■ **WHAT TO PRODUCE**:
Copy out only the lines from the one with "the yellow adirondack" through the one with "[1053, 401]", with "adirondack chair" swapped for "lawn chair" and nothing else changed.
── DATA RECORDS
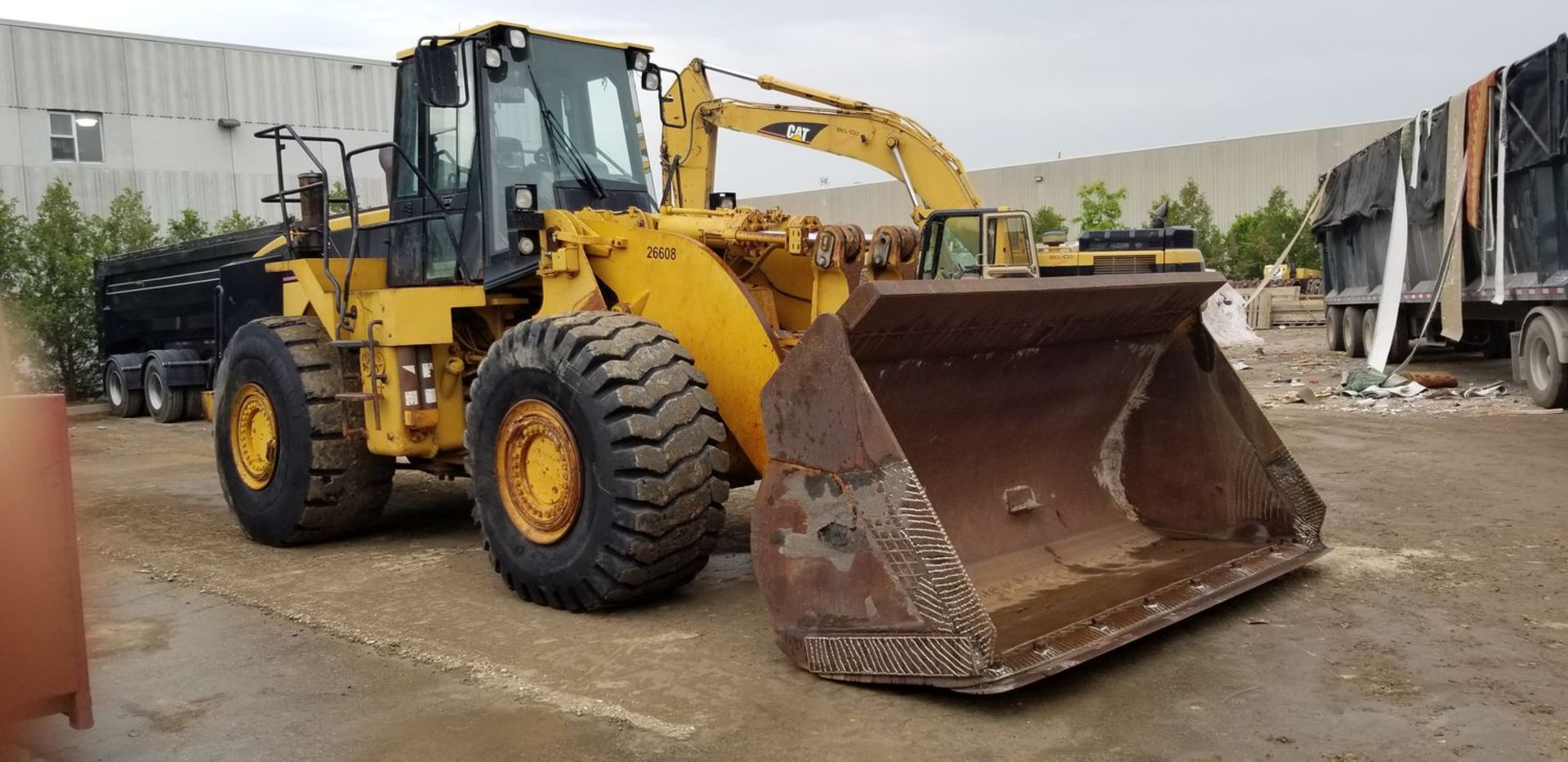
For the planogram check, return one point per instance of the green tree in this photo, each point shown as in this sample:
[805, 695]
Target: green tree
[1259, 235]
[237, 223]
[13, 247]
[1099, 209]
[54, 296]
[1046, 220]
[1192, 209]
[127, 228]
[185, 228]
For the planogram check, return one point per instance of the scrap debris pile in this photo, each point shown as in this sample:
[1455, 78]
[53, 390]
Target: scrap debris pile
[1290, 372]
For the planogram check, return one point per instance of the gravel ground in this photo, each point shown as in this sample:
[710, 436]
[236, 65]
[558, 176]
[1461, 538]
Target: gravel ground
[1433, 631]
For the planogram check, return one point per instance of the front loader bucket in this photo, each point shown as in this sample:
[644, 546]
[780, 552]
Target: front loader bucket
[979, 483]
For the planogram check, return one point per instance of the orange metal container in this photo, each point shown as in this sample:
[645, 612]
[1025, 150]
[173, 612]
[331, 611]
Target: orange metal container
[42, 640]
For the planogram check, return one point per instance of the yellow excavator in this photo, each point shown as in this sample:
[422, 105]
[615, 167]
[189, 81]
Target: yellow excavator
[944, 204]
[968, 483]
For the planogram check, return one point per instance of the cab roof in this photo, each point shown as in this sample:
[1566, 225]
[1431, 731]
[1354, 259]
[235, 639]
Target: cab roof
[470, 32]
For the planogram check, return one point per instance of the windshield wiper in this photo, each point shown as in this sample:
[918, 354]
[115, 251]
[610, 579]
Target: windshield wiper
[559, 140]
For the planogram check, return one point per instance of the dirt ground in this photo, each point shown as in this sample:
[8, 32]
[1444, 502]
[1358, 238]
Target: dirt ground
[1437, 627]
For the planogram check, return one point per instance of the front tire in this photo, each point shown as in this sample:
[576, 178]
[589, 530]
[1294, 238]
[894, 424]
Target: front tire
[596, 458]
[289, 465]
[122, 400]
[165, 403]
[1545, 373]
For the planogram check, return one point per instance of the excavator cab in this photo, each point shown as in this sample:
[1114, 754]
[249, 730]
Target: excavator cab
[978, 243]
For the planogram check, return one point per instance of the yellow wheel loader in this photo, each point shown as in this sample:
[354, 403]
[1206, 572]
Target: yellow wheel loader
[968, 483]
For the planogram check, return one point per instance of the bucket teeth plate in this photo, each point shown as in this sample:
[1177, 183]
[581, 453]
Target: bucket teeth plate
[979, 483]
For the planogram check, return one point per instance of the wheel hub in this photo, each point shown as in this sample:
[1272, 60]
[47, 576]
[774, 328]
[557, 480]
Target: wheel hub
[538, 470]
[253, 436]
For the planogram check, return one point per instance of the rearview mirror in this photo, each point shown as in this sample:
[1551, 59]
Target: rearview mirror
[443, 80]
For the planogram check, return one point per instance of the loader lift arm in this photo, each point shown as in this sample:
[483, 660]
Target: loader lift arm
[886, 140]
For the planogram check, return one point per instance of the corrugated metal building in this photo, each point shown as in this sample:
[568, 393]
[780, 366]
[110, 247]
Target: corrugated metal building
[1236, 176]
[173, 118]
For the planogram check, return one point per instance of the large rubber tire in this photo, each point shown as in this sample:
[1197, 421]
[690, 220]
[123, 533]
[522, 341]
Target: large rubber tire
[165, 403]
[1542, 366]
[121, 402]
[648, 439]
[1352, 332]
[325, 483]
[1334, 319]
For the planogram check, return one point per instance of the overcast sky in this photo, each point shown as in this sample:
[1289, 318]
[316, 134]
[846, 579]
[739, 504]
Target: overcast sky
[998, 82]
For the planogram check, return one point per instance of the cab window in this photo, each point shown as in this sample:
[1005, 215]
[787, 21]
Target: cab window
[1009, 242]
[959, 248]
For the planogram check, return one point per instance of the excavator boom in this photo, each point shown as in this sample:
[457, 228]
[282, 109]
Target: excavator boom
[886, 140]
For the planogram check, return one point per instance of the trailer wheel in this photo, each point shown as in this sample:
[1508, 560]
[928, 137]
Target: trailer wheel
[596, 458]
[122, 400]
[165, 403]
[289, 468]
[1334, 319]
[1355, 345]
[1544, 368]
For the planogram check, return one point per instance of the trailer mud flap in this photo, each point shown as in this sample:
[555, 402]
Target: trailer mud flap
[979, 483]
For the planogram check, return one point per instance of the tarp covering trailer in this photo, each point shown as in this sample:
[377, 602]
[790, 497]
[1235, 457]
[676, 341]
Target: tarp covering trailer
[1510, 124]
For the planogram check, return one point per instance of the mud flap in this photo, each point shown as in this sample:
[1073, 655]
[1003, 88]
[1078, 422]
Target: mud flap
[979, 483]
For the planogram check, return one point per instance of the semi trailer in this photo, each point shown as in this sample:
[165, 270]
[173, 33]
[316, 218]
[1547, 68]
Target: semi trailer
[167, 312]
[1496, 248]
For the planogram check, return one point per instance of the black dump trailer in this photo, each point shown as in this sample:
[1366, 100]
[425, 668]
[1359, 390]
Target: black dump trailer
[167, 312]
[1353, 223]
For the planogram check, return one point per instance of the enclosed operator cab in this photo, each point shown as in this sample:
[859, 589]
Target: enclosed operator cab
[978, 243]
[1138, 252]
[497, 124]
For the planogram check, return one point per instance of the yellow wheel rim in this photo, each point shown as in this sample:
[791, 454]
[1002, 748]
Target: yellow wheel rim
[253, 436]
[538, 470]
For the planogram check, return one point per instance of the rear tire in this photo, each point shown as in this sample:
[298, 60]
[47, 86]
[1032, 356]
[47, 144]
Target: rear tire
[1498, 342]
[1542, 366]
[121, 402]
[645, 501]
[1334, 319]
[1352, 332]
[165, 403]
[322, 482]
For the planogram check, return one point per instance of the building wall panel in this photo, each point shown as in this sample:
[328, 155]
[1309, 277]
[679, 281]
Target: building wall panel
[1235, 175]
[153, 69]
[65, 69]
[354, 96]
[272, 88]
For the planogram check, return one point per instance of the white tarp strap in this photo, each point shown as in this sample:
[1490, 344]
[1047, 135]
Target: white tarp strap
[1450, 286]
[1392, 278]
[1414, 149]
[1499, 233]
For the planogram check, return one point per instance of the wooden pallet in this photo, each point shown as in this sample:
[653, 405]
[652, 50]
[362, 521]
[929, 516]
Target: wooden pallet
[1281, 306]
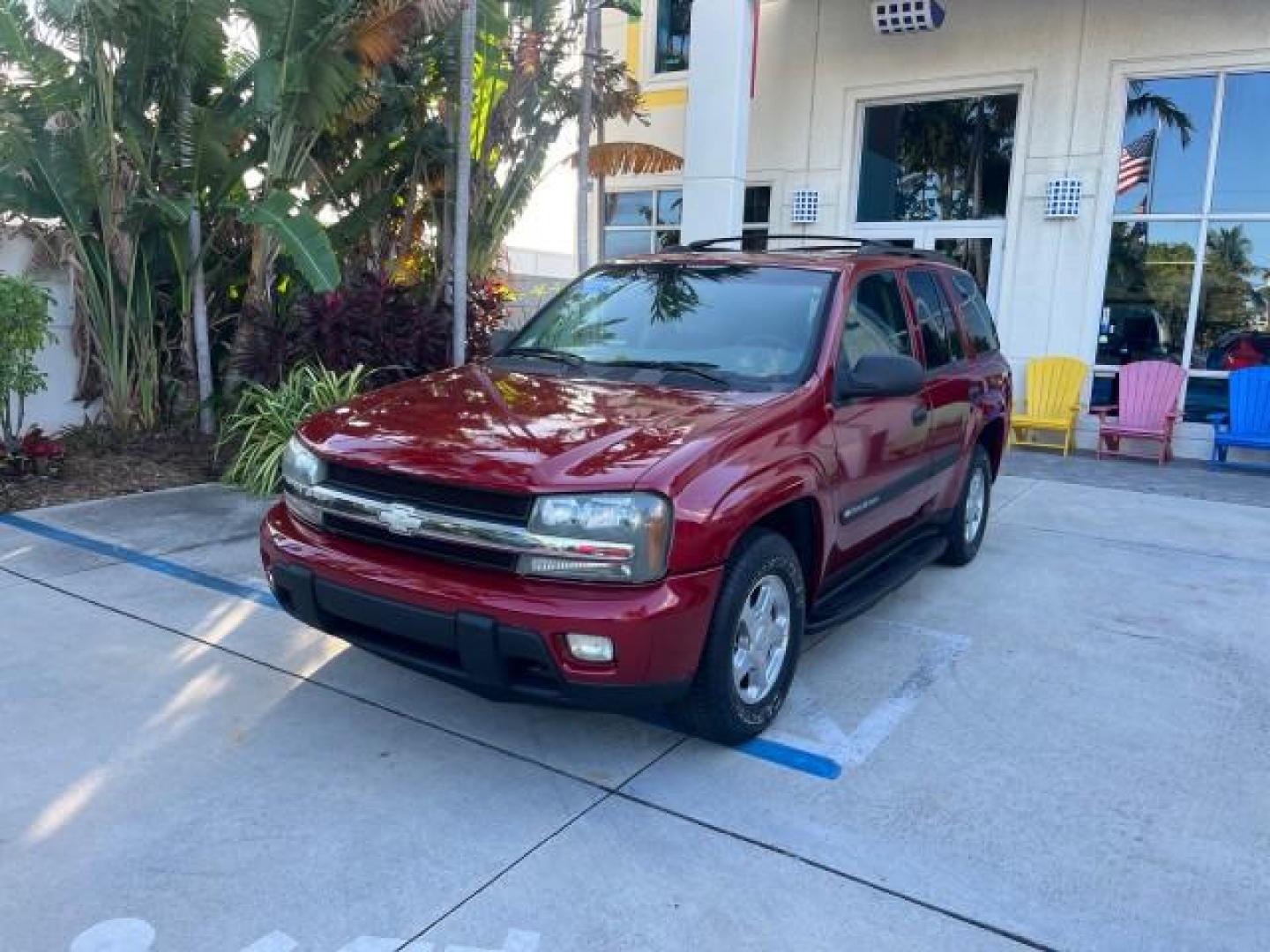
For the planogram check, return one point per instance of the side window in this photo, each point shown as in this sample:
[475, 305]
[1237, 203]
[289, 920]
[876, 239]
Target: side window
[940, 338]
[875, 320]
[975, 315]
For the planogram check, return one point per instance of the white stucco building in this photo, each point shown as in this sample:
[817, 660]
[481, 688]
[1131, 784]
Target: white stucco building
[802, 111]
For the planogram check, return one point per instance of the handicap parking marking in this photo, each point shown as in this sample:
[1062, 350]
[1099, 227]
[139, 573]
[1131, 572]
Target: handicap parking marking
[138, 936]
[158, 564]
[848, 752]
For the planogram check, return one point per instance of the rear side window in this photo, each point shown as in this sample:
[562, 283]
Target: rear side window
[975, 314]
[940, 338]
[875, 322]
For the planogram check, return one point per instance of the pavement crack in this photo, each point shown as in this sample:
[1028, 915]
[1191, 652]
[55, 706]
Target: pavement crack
[606, 791]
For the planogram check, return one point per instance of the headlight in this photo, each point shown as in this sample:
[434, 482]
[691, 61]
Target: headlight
[640, 521]
[302, 466]
[302, 469]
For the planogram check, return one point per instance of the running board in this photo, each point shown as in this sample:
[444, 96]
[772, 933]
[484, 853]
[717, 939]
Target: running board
[863, 591]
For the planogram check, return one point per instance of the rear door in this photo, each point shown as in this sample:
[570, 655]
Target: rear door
[882, 441]
[947, 376]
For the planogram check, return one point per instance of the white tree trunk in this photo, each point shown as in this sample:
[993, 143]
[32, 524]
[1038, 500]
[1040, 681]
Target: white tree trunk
[462, 178]
[198, 308]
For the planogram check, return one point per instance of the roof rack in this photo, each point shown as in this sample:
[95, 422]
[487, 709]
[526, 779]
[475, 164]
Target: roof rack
[825, 242]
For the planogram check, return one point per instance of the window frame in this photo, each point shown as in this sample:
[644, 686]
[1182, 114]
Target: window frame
[1201, 219]
[653, 227]
[654, 74]
[758, 227]
[915, 346]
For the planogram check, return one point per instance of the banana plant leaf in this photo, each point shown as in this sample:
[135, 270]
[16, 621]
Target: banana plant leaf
[302, 235]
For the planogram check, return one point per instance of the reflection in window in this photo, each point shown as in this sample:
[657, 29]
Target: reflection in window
[1240, 183]
[938, 160]
[875, 322]
[972, 254]
[975, 315]
[673, 29]
[1233, 326]
[641, 222]
[756, 219]
[718, 317]
[1163, 150]
[1147, 292]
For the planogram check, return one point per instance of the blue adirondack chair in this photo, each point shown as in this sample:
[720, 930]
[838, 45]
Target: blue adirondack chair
[1247, 424]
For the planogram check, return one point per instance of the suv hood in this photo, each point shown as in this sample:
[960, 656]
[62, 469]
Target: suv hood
[484, 427]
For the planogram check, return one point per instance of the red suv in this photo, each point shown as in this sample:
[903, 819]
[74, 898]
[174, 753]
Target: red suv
[680, 467]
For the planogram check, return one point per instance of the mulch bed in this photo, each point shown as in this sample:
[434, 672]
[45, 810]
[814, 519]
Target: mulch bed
[100, 465]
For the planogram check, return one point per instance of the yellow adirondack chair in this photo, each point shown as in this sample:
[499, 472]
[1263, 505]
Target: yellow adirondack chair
[1053, 401]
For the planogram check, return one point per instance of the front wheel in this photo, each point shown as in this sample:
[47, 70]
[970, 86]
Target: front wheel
[970, 516]
[753, 643]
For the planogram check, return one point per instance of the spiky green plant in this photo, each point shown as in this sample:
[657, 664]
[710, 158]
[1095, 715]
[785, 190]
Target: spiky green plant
[265, 419]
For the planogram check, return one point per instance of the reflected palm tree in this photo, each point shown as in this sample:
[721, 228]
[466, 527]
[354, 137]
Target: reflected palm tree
[1146, 101]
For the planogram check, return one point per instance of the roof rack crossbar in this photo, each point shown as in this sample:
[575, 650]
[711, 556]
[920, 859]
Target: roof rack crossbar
[832, 242]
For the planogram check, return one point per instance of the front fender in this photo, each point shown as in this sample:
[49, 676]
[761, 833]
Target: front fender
[706, 534]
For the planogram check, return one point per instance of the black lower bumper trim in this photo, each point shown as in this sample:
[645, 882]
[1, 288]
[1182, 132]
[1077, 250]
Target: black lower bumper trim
[471, 651]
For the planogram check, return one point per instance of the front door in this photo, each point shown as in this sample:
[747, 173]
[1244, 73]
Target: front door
[882, 443]
[947, 383]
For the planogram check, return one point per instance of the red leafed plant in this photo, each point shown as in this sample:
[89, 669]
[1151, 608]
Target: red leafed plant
[37, 446]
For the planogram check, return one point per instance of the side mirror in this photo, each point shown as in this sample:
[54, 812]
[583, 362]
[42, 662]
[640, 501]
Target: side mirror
[499, 339]
[880, 376]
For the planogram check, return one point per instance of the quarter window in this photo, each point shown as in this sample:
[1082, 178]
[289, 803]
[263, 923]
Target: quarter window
[940, 340]
[757, 217]
[641, 222]
[975, 315]
[875, 320]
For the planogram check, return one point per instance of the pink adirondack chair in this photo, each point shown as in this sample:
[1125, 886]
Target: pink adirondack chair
[1147, 409]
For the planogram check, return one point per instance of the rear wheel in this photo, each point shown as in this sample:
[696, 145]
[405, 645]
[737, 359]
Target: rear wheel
[970, 516]
[753, 643]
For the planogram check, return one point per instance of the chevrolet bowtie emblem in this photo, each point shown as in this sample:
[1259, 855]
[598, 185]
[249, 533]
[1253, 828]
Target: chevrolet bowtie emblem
[400, 519]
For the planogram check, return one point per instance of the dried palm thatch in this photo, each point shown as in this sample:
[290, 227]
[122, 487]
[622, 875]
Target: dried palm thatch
[629, 159]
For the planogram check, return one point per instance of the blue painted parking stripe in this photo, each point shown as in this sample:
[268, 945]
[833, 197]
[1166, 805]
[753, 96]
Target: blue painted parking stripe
[793, 758]
[773, 752]
[156, 564]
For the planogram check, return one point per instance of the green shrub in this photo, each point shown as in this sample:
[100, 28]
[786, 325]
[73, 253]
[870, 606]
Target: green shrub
[23, 331]
[265, 418]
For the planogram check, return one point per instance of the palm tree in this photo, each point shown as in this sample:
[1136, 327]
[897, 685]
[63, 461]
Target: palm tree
[1145, 101]
[462, 178]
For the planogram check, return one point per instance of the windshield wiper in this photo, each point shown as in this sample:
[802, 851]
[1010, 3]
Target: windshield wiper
[698, 369]
[546, 353]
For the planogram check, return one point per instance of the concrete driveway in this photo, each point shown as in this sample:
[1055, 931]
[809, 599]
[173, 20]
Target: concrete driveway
[1065, 744]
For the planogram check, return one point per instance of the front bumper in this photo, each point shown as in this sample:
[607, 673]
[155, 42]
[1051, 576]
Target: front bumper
[493, 632]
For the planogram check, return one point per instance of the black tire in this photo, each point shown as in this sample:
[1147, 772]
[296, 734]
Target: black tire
[714, 707]
[961, 550]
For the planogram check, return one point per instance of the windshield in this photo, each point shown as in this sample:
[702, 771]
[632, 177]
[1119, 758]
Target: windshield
[753, 328]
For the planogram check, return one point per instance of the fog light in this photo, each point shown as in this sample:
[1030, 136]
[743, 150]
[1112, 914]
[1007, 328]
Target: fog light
[594, 649]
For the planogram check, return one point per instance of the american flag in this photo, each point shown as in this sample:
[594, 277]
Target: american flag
[1136, 161]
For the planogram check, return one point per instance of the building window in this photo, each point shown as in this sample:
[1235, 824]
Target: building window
[641, 222]
[1184, 206]
[938, 160]
[756, 219]
[673, 36]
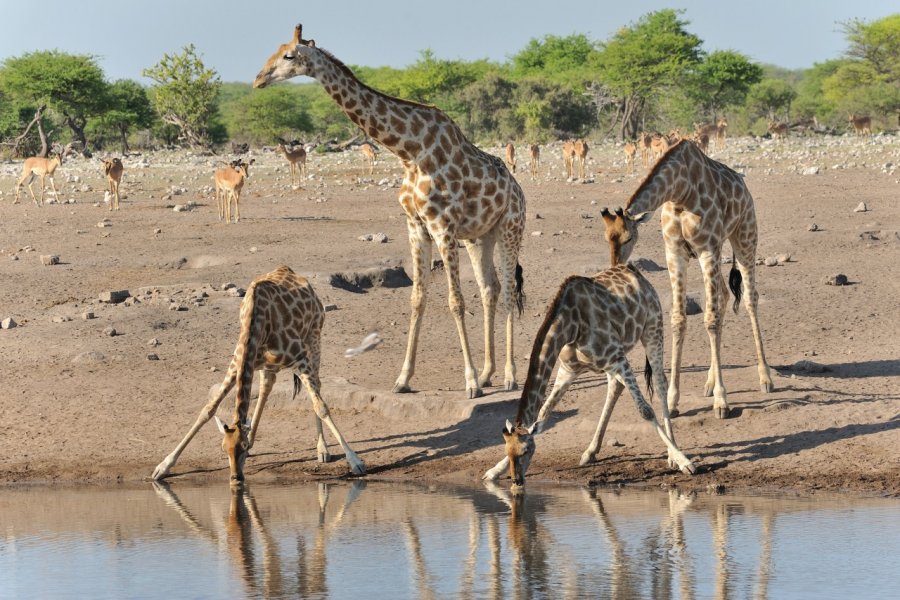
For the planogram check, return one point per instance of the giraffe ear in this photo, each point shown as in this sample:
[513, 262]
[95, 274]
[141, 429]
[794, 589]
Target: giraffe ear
[220, 424]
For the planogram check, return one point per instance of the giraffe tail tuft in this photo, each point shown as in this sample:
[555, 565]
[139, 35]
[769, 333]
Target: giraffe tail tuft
[520, 291]
[734, 283]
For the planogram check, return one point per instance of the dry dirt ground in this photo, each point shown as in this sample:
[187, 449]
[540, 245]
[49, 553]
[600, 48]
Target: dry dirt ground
[79, 405]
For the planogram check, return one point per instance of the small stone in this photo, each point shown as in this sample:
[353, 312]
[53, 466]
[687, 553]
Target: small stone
[114, 297]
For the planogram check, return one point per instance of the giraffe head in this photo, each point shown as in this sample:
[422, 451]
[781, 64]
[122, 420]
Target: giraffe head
[519, 450]
[622, 233]
[236, 445]
[290, 60]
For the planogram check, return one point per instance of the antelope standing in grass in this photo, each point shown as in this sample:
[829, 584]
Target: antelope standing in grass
[40, 167]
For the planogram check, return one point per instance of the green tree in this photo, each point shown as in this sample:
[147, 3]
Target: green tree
[641, 62]
[72, 86]
[185, 95]
[129, 107]
[770, 97]
[721, 80]
[270, 113]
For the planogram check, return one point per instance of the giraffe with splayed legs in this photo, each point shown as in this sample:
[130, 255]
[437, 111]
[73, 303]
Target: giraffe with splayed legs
────
■ **ANSWER TO THE EXERCISE**:
For the planogram check, return one point per instance of the yellow lawn chair in this photo, each point shown as in this sample:
[499, 472]
[1263, 505]
Target: yellow lawn chair
[1053, 401]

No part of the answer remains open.